:: Source text ::
Swick v. Glenn L. Martin Co.

Decision Date23 October 1946
Docket NumberNo. 3097.,3097.
PartiesSWICK v. GLENN L. MARTIN CO.
CourtU.S. District Court — District of Maryland

Abraham Engelman, of Brooklyn, N. Y., and Milton Rothstein, of Baltimore, for plaintiff.

Marbury, Miller & Evans, and Charles C. G. Evans, all of Baltimore, Md., for defendant.

COLEMAN, District Judge.

This is a suit brought by the plaintiff to recover from the defendant company overtime compensation and an additional equal amount as liquidated damages and an attorney's fee alleged to be due the plaintiff under the provisions of the Fair Labor Standards Act of 1938, 29 U.S.C.A. §§ 201-219, for the period between March 5, 1941, and June 14, 1942.

(Records from a collection)
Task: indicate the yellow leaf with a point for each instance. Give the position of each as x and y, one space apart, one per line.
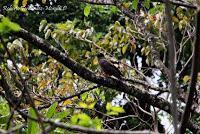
95 61
67 102
24 3
186 78
124 48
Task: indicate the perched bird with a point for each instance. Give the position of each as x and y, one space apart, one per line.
107 67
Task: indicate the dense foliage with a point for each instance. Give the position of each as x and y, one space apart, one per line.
50 77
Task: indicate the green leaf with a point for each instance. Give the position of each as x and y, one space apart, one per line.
13 26
84 96
91 106
52 110
186 78
81 119
61 115
82 104
96 123
108 106
147 3
87 10
4 119
112 113
118 109
33 126
135 4
124 48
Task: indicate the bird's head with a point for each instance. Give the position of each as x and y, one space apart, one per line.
100 55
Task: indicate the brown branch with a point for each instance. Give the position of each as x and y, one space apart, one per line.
84 129
172 65
173 2
83 72
69 97
194 74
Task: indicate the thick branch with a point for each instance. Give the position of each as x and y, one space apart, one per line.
91 76
172 64
110 2
194 74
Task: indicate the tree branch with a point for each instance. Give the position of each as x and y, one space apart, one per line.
194 74
172 64
83 72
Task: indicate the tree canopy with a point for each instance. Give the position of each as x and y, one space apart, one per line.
51 80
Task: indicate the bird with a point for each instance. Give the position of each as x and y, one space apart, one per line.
107 67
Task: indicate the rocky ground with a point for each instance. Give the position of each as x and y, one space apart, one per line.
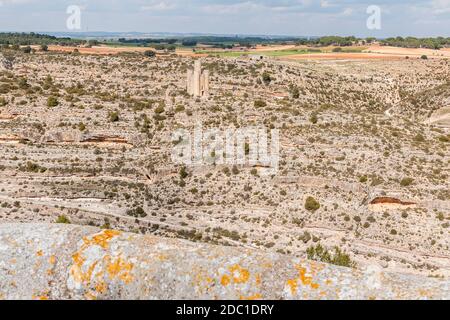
87 140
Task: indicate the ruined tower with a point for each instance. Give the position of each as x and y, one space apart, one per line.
198 81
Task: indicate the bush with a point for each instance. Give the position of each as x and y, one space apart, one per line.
52 102
114 116
260 104
63 219
266 77
312 204
183 173
150 53
406 182
338 257
314 118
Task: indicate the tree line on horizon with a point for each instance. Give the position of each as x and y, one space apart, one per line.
27 39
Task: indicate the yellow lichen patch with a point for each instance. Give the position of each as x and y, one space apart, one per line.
225 280
102 239
101 287
293 285
253 297
258 279
90 296
40 296
162 257
119 269
239 274
52 259
425 293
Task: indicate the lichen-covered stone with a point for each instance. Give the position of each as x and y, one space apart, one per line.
41 261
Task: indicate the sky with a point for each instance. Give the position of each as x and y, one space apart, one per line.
419 18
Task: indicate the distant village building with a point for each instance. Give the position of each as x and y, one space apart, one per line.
198 81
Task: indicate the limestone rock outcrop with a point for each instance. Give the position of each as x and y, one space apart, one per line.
42 261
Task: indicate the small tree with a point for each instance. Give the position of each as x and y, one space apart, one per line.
52 101
114 116
406 182
312 204
150 53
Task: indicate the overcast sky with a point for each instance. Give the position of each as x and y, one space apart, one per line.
276 17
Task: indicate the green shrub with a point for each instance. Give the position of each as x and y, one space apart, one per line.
338 257
406 182
63 219
312 204
260 104
114 116
52 102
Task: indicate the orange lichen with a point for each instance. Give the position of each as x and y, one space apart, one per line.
292 283
253 297
101 287
225 280
119 269
258 279
52 259
239 274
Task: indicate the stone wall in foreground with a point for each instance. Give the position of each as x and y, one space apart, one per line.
40 261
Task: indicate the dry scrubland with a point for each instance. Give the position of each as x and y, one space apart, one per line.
85 139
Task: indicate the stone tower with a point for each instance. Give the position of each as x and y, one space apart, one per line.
198 81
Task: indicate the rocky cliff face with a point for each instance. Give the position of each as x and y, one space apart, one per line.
41 261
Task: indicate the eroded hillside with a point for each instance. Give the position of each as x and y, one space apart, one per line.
87 140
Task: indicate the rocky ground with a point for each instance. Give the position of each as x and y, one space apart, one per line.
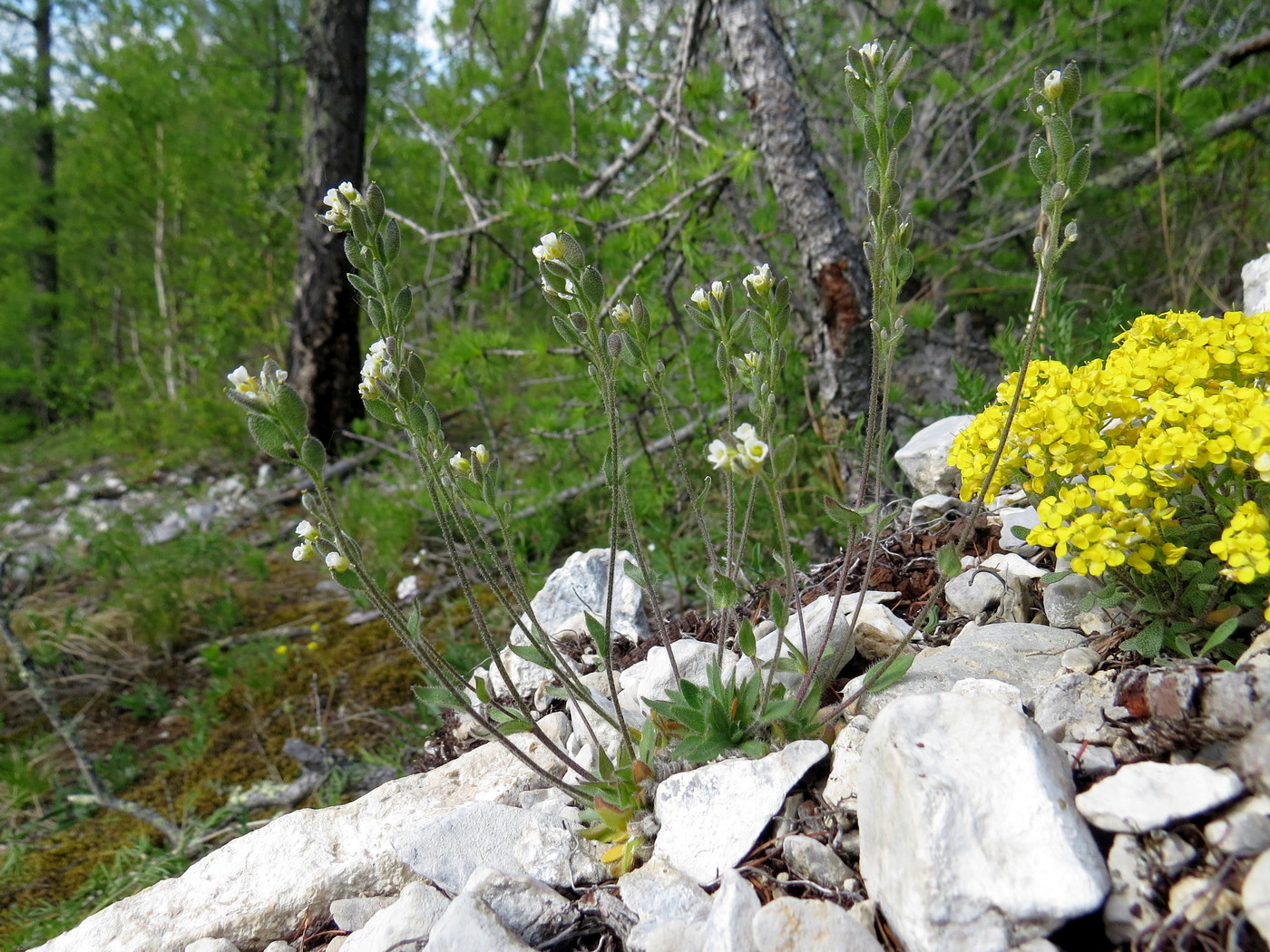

:: Short problem ::
Pick up the court opinion in Swick v. Glenn L. Martin Co. after its final sentence and write the next part.

:: Result for this task ::
In its answer the defendant set up the defense of limitations, relying upon Chapter 518, Laws of Maryland, 1945, which provides that all claims under the Fair Labor Standards Act shall be brought within three years from the time they accrue, provided, if they have accrued more than two years before June 1, 1945, the effective date of the Maryland statute, as is true with respect to the present claim, they shall be sued on within one year thereafter. Defendant has also moved for judgment on the pleadings and in the alternative, for summary judgment on the same ground. Plaintiff has filed a motion to strike as part of defendant's answer the affirmative defense of limitations on the ground that the Maryland law upon which this defense is based (1) violates Article VI of the Constitution of the United States in that it discriminates against rights arising under Federal laws and (2) violates Section 1 of the Fourteenth Amendment in that its enforcement would result in a denial of the equal protection of the laws as guaranteed by that Section of the Amendment.

Since the present suit was not filed until June 25, 1946, and since, as above stated, plaintiff's claim is alleged to have accrued more than two years prior to June 1, 1945, it is conceded, as it must be by the plaintiff, that if the Maryland statute is valid, it constitutes a complete bar to his recovery. Therefore, the sole question now before us is as the validity of this State statute.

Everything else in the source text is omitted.